Trecho do texto =
------------------------------------

Após encerrar a invencibilidade histórica em Olimpíadas da tricampeã Kerri Walsh e sua incrível sequência de 26 vitórias no vôlei de praia, desde Atenas 2004, Ágatha e Bárbara Seixas têm pouco tempo para virar a chave. Em sua estreia nos Jogos, a paranaense e a carioca, atuais campeãs mundiais, foram impecáveis na semifinal diante das americanas, cotadas como favoritas no Rio. E colocaram o Brasil em uma final olímpica depois de 12 anos, quando Adriana Behar e Shelda perderam justamente para Walsh e sua ex-parceira, Misty May. Na final, nesta quarta-feira, às 23h59 (de Brasília), Ágatha e Bárbara medem forças com as alemãs Laura Ludwig e Kira Walkenhorst, algozes de Larissa e Talita na outra semifinal.

------------------------------------

Dados fornecidos =
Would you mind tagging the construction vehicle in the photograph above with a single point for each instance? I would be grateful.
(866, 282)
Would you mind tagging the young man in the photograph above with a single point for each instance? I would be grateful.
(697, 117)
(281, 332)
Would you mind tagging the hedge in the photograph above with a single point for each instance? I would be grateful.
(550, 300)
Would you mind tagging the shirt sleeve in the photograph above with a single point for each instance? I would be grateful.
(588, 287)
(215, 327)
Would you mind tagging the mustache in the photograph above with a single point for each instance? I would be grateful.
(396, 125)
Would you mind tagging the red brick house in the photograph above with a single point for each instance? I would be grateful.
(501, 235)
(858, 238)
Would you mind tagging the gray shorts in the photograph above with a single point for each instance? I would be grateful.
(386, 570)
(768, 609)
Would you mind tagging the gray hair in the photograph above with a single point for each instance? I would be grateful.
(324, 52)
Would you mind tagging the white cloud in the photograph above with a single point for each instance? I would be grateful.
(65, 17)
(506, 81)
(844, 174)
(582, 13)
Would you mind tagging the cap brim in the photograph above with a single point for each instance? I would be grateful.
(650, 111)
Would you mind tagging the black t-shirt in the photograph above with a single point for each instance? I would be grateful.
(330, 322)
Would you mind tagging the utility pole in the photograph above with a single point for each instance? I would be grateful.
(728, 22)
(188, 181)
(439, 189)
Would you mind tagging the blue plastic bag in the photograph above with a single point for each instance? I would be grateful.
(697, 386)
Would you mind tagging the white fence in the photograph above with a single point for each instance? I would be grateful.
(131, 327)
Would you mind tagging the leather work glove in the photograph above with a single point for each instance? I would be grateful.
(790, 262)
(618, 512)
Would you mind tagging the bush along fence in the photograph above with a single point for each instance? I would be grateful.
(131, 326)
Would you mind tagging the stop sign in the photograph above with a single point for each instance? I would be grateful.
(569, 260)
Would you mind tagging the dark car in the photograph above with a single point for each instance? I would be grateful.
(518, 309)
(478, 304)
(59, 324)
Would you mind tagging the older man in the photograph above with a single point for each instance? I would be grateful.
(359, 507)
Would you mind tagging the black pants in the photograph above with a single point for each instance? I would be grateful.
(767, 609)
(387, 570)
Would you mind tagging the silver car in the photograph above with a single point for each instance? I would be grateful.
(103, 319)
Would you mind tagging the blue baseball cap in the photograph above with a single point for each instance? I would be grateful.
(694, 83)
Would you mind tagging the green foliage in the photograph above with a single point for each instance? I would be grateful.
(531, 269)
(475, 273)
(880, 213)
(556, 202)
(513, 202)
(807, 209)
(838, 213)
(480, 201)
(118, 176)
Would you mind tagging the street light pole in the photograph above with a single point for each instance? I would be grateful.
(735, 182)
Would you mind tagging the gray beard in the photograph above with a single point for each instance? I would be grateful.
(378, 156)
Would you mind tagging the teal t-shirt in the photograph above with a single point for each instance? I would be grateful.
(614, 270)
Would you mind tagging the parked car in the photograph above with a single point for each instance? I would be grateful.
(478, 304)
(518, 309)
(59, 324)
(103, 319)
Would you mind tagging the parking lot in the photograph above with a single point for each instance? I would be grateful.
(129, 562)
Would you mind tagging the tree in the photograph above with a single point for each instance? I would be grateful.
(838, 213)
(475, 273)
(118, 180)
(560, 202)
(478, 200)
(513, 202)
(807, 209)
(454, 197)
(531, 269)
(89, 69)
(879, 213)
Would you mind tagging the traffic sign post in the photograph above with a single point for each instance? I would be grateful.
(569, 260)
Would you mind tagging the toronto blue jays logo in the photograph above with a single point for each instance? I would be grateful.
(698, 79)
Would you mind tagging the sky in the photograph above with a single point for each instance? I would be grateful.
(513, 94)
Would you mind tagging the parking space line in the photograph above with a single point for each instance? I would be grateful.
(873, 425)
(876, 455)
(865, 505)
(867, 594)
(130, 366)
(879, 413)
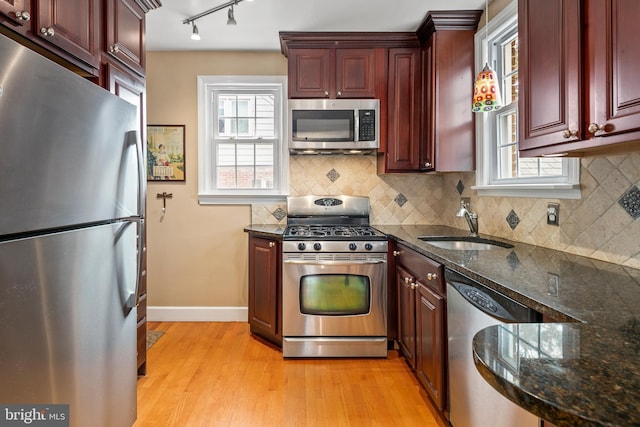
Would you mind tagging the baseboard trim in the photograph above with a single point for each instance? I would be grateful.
(197, 314)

------------------------------------

O que fazer =
Transcreva na íntegra, sem nenhuma alteração, o texto acima sobre a semifinal olímpica de vôlei de praia vencida por Ágatha e Bárbara Seixas.

Resposta do exercício =
Após encerrar a invencibilidade histórica em Olimpíadas da tricampeã Kerri Walsh e sua incrível sequência de 26 vitórias no vôlei de praia, desde Atenas 2004, Ágatha e Bárbara Seixas têm pouco tempo para virar a chave. Em sua estreia nos Jogos, a paranaense e a carioca, atuais campeãs mundiais, foram impecáveis na semifinal diante das americanas, cotadas como favoritas no Rio. E colocaram o Brasil em uma final olímpica depois de 12 anos, quando Adriana Behar e Shelda perderam justamente para Walsh e sua ex-parceira, Misty May. Na final, nesta quarta-feira, às 23h59 (de Brasília), Ágatha e Bárbara medem forças com as alemãs Laura Ludwig e Kira Walkenhorst, algozes de Larissa e Talita na outra semifinal.